*YOUR TASK:*
Pull out every line in the records below that contains the word "wall", and copy each of those lines as it appears.

*ENTRIES PROVIDED:*
────────
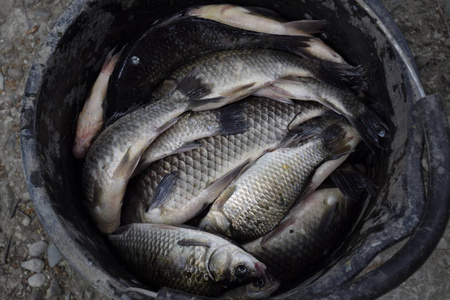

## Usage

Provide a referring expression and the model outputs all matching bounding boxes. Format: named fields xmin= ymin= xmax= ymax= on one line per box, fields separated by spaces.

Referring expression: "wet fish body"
xmin=199 ymin=125 xmax=353 ymax=241
xmin=106 ymin=16 xmax=310 ymax=120
xmin=137 ymin=106 xmax=247 ymax=170
xmin=82 ymin=77 xmax=218 ymax=233
xmin=124 ymin=98 xmax=327 ymax=224
xmin=186 ymin=4 xmax=346 ymax=64
xmin=108 ymin=224 xmax=266 ymax=296
xmin=243 ymin=188 xmax=357 ymax=283
xmin=72 ymin=48 xmax=122 ymax=159
xmin=257 ymin=78 xmax=389 ymax=149
xmin=160 ymin=49 xmax=362 ymax=110
xmin=219 ymin=274 xmax=280 ymax=300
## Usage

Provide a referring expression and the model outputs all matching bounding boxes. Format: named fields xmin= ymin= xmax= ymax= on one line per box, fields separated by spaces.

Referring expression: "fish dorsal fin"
xmin=177 ymin=239 xmax=211 ymax=248
xmin=253 ymin=85 xmax=294 ymax=105
xmin=260 ymin=216 xmax=296 ymax=245
xmin=223 ymin=82 xmax=256 ymax=103
xmin=217 ymin=101 xmax=249 ymax=135
xmin=169 ymin=141 xmax=202 ymax=155
xmin=283 ymin=20 xmax=328 ymax=34
xmin=158 ymin=78 xmax=178 ymax=95
xmin=150 ymin=171 xmax=179 ymax=209
xmin=243 ymin=6 xmax=282 ymax=21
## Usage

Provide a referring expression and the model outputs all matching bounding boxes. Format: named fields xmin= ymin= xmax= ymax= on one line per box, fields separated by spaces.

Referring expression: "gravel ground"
xmin=0 ymin=0 xmax=450 ymax=300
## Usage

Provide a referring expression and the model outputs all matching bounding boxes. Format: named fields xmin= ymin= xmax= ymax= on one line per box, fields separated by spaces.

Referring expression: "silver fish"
xmin=186 ymin=4 xmax=346 ymax=64
xmin=82 ymin=77 xmax=220 ymax=233
xmin=242 ymin=188 xmax=357 ymax=282
xmin=199 ymin=124 xmax=360 ymax=241
xmin=108 ymin=224 xmax=266 ymax=296
xmin=155 ymin=49 xmax=363 ymax=111
xmin=135 ymin=104 xmax=247 ymax=173
xmin=219 ymin=274 xmax=280 ymax=300
xmin=72 ymin=48 xmax=122 ymax=159
xmin=254 ymin=78 xmax=389 ymax=149
xmin=122 ymin=98 xmax=327 ymax=224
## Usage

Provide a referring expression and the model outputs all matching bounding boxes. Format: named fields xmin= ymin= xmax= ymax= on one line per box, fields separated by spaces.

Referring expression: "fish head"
xmin=208 ymin=244 xmax=266 ymax=284
xmin=198 ymin=210 xmax=231 ymax=236
xmin=89 ymin=177 xmax=126 ymax=233
xmin=223 ymin=274 xmax=280 ymax=300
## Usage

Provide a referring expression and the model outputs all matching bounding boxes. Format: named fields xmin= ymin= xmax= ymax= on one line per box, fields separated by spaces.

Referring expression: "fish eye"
xmin=253 ymin=278 xmax=266 ymax=287
xmin=235 ymin=265 xmax=247 ymax=276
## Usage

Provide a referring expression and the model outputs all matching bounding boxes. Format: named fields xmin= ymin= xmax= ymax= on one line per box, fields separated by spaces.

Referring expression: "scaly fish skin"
xmin=158 ymin=49 xmax=362 ymax=111
xmin=258 ymin=78 xmax=389 ymax=149
xmin=108 ymin=224 xmax=266 ymax=296
xmin=138 ymin=103 xmax=247 ymax=170
xmin=123 ymin=98 xmax=327 ymax=224
xmin=82 ymin=77 xmax=213 ymax=233
xmin=72 ymin=48 xmax=122 ymax=159
xmin=106 ymin=16 xmax=310 ymax=121
xmin=199 ymin=125 xmax=353 ymax=241
xmin=242 ymin=188 xmax=357 ymax=282
xmin=186 ymin=4 xmax=347 ymax=64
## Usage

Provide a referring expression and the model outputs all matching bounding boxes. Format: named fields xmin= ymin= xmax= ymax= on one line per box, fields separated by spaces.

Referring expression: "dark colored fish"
xmin=108 ymin=224 xmax=266 ymax=296
xmin=243 ymin=188 xmax=357 ymax=283
xmin=106 ymin=16 xmax=310 ymax=122
xmin=199 ymin=124 xmax=359 ymax=241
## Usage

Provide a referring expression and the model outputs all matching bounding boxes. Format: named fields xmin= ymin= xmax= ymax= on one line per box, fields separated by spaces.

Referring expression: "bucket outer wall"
xmin=21 ymin=0 xmax=450 ymax=299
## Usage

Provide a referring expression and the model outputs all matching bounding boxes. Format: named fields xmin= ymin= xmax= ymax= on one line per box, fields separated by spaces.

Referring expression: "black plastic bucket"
xmin=21 ymin=0 xmax=450 ymax=299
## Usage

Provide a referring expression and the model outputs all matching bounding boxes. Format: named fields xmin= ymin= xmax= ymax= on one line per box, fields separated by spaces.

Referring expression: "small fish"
xmin=106 ymin=16 xmax=311 ymax=123
xmin=186 ymin=4 xmax=347 ymax=64
xmin=82 ymin=77 xmax=217 ymax=233
xmin=122 ymin=98 xmax=327 ymax=225
xmin=219 ymin=273 xmax=280 ymax=300
xmin=108 ymin=224 xmax=266 ymax=296
xmin=199 ymin=124 xmax=360 ymax=241
xmin=72 ymin=48 xmax=122 ymax=159
xmin=254 ymin=78 xmax=389 ymax=150
xmin=136 ymin=103 xmax=248 ymax=173
xmin=242 ymin=188 xmax=358 ymax=283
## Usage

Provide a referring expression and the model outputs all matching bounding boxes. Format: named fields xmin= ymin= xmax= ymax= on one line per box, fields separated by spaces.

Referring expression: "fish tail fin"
xmin=319 ymin=124 xmax=353 ymax=160
xmin=330 ymin=165 xmax=378 ymax=201
xmin=317 ymin=60 xmax=367 ymax=91
xmin=289 ymin=110 xmax=344 ymax=140
xmin=349 ymin=105 xmax=389 ymax=152
xmin=283 ymin=20 xmax=328 ymax=34
xmin=271 ymin=35 xmax=317 ymax=57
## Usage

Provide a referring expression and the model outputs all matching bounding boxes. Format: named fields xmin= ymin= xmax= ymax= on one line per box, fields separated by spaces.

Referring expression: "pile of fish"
xmin=73 ymin=5 xmax=388 ymax=299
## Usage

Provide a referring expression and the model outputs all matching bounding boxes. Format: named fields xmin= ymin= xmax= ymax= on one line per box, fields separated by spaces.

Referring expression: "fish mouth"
xmin=255 ymin=262 xmax=267 ymax=278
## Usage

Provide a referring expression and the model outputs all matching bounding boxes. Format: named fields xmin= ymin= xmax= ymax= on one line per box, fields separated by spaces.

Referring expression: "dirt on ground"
xmin=0 ymin=0 xmax=450 ymax=299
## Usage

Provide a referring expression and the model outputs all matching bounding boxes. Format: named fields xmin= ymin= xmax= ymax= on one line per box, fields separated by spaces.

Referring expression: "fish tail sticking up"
xmin=317 ymin=60 xmax=367 ymax=91
xmin=330 ymin=165 xmax=378 ymax=201
xmin=319 ymin=124 xmax=352 ymax=160
xmin=349 ymin=106 xmax=389 ymax=152
xmin=289 ymin=110 xmax=344 ymax=140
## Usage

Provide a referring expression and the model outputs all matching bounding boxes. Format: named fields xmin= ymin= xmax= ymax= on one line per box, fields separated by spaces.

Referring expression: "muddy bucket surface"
xmin=21 ymin=0 xmax=450 ymax=299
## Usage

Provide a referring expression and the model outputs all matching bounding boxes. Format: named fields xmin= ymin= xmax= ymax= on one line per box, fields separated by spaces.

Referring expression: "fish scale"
xmin=108 ymin=224 xmax=266 ymax=296
xmin=122 ymin=99 xmax=326 ymax=224
xmin=242 ymin=188 xmax=358 ymax=282
xmin=199 ymin=124 xmax=359 ymax=241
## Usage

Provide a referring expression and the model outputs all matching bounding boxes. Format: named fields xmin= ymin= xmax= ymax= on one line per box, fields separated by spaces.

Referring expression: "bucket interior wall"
xmin=22 ymin=0 xmax=422 ymax=295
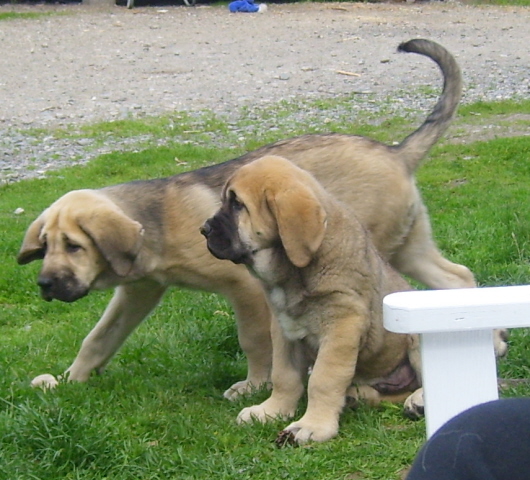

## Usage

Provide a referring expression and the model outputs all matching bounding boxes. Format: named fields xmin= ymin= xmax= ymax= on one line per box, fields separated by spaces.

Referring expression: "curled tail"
xmin=396 ymin=39 xmax=462 ymax=174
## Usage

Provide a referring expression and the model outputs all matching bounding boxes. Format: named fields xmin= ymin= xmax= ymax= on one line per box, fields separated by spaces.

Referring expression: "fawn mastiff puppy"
xmin=202 ymin=156 xmax=420 ymax=443
xmin=18 ymin=40 xmax=498 ymax=398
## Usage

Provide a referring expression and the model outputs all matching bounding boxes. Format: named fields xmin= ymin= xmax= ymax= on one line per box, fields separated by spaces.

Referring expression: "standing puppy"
xmin=202 ymin=156 xmax=420 ymax=443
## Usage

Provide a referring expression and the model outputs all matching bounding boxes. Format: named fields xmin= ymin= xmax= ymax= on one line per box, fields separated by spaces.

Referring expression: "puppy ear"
xmin=266 ymin=183 xmax=326 ymax=268
xmin=17 ymin=216 xmax=46 ymax=265
xmin=77 ymin=205 xmax=144 ymax=277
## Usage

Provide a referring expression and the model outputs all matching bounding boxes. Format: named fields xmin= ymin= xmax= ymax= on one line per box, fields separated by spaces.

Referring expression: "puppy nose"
xmin=37 ymin=275 xmax=53 ymax=290
xmin=201 ymin=220 xmax=212 ymax=237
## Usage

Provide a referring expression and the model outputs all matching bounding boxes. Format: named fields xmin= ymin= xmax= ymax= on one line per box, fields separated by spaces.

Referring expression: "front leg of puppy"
xmin=237 ymin=319 xmax=308 ymax=424
xmin=31 ymin=281 xmax=166 ymax=388
xmin=284 ymin=318 xmax=360 ymax=444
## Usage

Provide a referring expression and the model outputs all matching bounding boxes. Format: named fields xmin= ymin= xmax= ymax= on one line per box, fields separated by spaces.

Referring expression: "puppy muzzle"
xmin=200 ymin=212 xmax=250 ymax=264
xmin=37 ymin=274 xmax=89 ymax=303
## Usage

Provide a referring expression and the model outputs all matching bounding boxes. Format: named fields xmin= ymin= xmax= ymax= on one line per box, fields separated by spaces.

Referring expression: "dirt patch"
xmin=0 ymin=2 xmax=530 ymax=128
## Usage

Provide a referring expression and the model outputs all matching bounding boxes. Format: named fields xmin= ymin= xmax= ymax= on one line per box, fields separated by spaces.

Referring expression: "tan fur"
xmin=204 ymin=156 xmax=421 ymax=443
xmin=18 ymin=40 xmax=505 ymax=398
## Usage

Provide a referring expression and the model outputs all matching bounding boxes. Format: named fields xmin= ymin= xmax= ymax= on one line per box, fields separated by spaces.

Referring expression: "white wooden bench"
xmin=383 ymin=285 xmax=530 ymax=437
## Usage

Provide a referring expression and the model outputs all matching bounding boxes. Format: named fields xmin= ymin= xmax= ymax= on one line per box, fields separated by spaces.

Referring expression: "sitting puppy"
xmin=201 ymin=156 xmax=421 ymax=443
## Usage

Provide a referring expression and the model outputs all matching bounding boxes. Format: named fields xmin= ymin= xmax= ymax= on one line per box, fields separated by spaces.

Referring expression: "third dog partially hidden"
xmin=202 ymin=156 xmax=421 ymax=443
xmin=18 ymin=40 xmax=505 ymax=398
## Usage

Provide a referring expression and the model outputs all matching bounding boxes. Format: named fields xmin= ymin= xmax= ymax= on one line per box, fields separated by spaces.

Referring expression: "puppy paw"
xmin=403 ymin=388 xmax=425 ymax=420
xmin=236 ymin=401 xmax=293 ymax=425
xmin=276 ymin=419 xmax=339 ymax=446
xmin=31 ymin=373 xmax=59 ymax=390
xmin=493 ymin=329 xmax=510 ymax=358
xmin=223 ymin=380 xmax=270 ymax=401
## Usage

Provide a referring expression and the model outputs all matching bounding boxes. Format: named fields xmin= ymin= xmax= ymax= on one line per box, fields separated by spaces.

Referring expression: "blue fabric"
xmin=228 ymin=0 xmax=259 ymax=13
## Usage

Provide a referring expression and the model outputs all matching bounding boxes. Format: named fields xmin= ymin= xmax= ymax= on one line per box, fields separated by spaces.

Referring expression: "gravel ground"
xmin=0 ymin=2 xmax=530 ymax=183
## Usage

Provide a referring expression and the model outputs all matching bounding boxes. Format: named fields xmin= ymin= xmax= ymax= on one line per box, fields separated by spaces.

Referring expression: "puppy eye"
xmin=66 ymin=242 xmax=83 ymax=253
xmin=232 ymin=197 xmax=241 ymax=212
xmin=230 ymin=191 xmax=245 ymax=212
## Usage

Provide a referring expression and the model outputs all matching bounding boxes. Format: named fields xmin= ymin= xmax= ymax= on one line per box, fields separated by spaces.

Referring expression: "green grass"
xmin=0 ymin=99 xmax=530 ymax=480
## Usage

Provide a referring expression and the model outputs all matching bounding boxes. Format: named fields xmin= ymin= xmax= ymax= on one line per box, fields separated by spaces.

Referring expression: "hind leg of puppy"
xmin=390 ymin=205 xmax=508 ymax=357
xmin=34 ymin=282 xmax=166 ymax=386
xmin=346 ymin=385 xmax=416 ymax=408
xmin=224 ymin=279 xmax=272 ymax=400
xmin=237 ymin=319 xmax=309 ymax=424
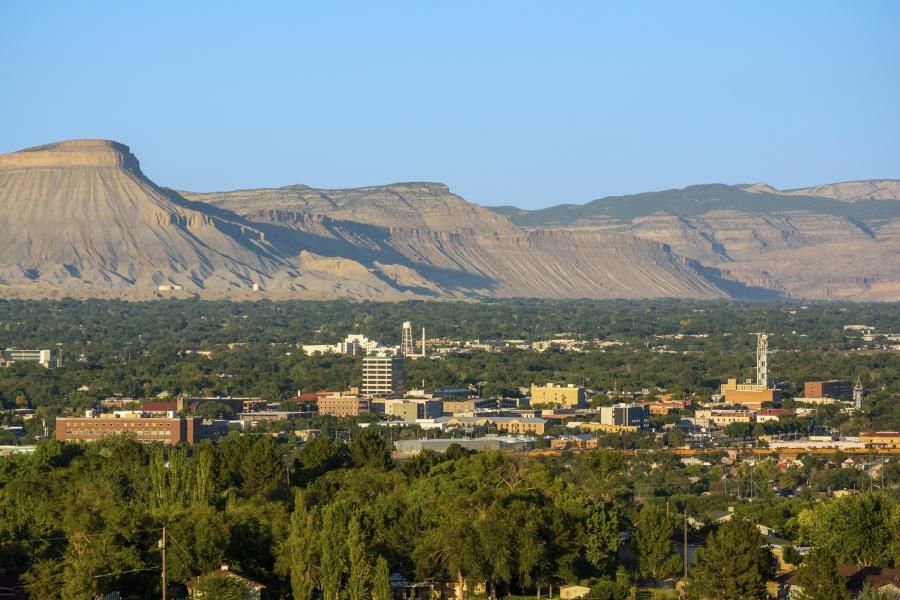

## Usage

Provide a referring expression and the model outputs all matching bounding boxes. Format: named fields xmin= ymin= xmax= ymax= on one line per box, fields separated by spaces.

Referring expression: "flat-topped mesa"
xmin=0 ymin=140 xmax=141 ymax=175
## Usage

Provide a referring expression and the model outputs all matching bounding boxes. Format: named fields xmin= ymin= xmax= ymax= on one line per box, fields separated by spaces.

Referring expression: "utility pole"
xmin=684 ymin=504 xmax=687 ymax=580
xmin=159 ymin=527 xmax=166 ymax=600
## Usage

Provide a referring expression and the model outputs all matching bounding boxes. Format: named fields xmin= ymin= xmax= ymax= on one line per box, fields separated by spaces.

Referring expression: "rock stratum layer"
xmin=0 ymin=140 xmax=900 ymax=300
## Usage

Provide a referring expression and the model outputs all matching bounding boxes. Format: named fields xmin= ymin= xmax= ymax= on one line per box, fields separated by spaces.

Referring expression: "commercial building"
xmin=300 ymin=333 xmax=387 ymax=356
xmin=721 ymin=379 xmax=781 ymax=408
xmin=3 ymin=348 xmax=60 ymax=369
xmin=438 ymin=416 xmax=547 ymax=435
xmin=56 ymin=412 xmax=203 ymax=445
xmin=443 ymin=398 xmax=497 ymax=415
xmin=756 ymin=408 xmax=796 ymax=423
xmin=531 ymin=383 xmax=587 ymax=408
xmin=600 ymin=403 xmax=650 ymax=429
xmin=859 ymin=431 xmax=900 ymax=448
xmin=361 ymin=354 xmax=403 ymax=398
xmin=372 ymin=398 xmax=444 ymax=421
xmin=803 ymin=379 xmax=853 ymax=400
xmin=550 ymin=433 xmax=600 ymax=450
xmin=237 ymin=410 xmax=314 ymax=428
xmin=694 ymin=409 xmax=756 ymax=427
xmin=316 ymin=392 xmax=372 ymax=417
xmin=638 ymin=400 xmax=689 ymax=415
xmin=394 ymin=435 xmax=534 ymax=454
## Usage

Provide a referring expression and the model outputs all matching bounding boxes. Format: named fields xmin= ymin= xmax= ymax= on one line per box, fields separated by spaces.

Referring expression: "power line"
xmin=0 ymin=527 xmax=162 ymax=546
xmin=91 ymin=565 xmax=160 ymax=579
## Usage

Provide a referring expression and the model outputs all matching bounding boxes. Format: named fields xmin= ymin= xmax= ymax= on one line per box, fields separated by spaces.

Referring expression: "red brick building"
xmin=56 ymin=417 xmax=201 ymax=445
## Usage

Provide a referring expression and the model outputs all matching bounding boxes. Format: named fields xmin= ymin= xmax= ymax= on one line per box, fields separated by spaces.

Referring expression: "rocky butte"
xmin=0 ymin=140 xmax=900 ymax=300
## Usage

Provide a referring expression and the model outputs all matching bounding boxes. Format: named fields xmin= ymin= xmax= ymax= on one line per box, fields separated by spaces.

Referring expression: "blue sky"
xmin=0 ymin=0 xmax=900 ymax=208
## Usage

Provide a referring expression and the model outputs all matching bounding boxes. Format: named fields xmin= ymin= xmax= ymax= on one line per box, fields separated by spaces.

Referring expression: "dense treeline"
xmin=0 ymin=300 xmax=900 ymax=356
xmin=0 ymin=434 xmax=900 ymax=600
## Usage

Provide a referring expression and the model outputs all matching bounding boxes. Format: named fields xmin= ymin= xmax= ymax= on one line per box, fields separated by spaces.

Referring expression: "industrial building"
xmin=600 ymin=403 xmax=650 ymax=429
xmin=361 ymin=354 xmax=403 ymax=398
xmin=531 ymin=383 xmax=587 ymax=408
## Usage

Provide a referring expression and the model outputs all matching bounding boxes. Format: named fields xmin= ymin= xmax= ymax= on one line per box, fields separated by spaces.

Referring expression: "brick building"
xmin=56 ymin=415 xmax=202 ymax=445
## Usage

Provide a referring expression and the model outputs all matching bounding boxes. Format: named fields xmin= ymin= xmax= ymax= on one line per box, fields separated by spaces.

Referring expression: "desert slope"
xmin=0 ymin=140 xmax=743 ymax=300
xmin=495 ymin=180 xmax=900 ymax=301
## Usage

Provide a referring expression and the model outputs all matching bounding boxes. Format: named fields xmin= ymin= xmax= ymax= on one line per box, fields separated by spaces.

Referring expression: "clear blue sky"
xmin=0 ymin=0 xmax=900 ymax=208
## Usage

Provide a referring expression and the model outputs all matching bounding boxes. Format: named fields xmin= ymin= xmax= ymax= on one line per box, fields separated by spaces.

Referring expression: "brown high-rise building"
xmin=56 ymin=416 xmax=201 ymax=445
xmin=803 ymin=379 xmax=853 ymax=400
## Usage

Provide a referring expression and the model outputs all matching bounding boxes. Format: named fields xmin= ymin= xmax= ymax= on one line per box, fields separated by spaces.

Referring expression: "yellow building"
xmin=859 ymin=431 xmax=900 ymax=448
xmin=578 ymin=422 xmax=640 ymax=433
xmin=531 ymin=383 xmax=587 ymax=408
xmin=694 ymin=409 xmax=756 ymax=427
xmin=721 ymin=379 xmax=781 ymax=408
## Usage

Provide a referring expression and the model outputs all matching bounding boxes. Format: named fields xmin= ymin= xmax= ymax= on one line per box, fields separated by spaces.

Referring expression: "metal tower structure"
xmin=756 ymin=333 xmax=769 ymax=388
xmin=400 ymin=321 xmax=413 ymax=356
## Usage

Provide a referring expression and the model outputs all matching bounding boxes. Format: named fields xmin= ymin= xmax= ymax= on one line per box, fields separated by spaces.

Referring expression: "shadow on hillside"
xmin=697 ymin=263 xmax=788 ymax=300
xmin=158 ymin=188 xmax=497 ymax=297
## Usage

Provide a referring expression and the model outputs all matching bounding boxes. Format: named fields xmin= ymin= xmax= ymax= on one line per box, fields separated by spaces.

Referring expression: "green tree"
xmin=584 ymin=501 xmax=622 ymax=573
xmin=587 ymin=579 xmax=628 ymax=600
xmin=350 ymin=427 xmax=393 ymax=469
xmin=196 ymin=577 xmax=249 ymax=600
xmin=809 ymin=493 xmax=900 ymax=567
xmin=372 ymin=556 xmax=393 ymax=600
xmin=781 ymin=545 xmax=803 ymax=565
xmin=856 ymin=583 xmax=900 ymax=600
xmin=688 ymin=517 xmax=775 ymax=600
xmin=319 ymin=504 xmax=347 ymax=600
xmin=288 ymin=491 xmax=320 ymax=600
xmin=791 ymin=549 xmax=850 ymax=600
xmin=347 ymin=516 xmax=372 ymax=600
xmin=634 ymin=504 xmax=679 ymax=582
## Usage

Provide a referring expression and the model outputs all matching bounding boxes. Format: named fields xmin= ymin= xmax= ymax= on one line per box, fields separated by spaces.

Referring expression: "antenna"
xmin=756 ymin=333 xmax=769 ymax=388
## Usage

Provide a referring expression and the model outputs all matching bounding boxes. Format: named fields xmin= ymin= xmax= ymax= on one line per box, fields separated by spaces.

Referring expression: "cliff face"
xmin=0 ymin=140 xmax=725 ymax=299
xmin=0 ymin=140 xmax=900 ymax=300
xmin=499 ymin=180 xmax=900 ymax=300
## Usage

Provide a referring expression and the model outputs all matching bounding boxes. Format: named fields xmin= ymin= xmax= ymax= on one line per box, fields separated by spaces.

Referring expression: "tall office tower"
xmin=400 ymin=321 xmax=413 ymax=356
xmin=360 ymin=354 xmax=403 ymax=398
xmin=853 ymin=375 xmax=866 ymax=410
xmin=756 ymin=333 xmax=770 ymax=388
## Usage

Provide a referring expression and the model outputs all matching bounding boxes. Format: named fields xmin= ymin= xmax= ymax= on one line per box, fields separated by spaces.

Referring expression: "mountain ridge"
xmin=0 ymin=140 xmax=900 ymax=300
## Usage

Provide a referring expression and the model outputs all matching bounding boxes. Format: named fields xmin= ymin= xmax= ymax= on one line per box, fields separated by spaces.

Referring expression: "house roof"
xmin=184 ymin=566 xmax=266 ymax=590
xmin=779 ymin=565 xmax=900 ymax=593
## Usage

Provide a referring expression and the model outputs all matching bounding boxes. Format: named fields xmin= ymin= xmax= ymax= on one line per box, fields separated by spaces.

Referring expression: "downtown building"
────────
*ANSWER:*
Referring expression: "bucket outer wall"
Referring expression: "bucket interior wall"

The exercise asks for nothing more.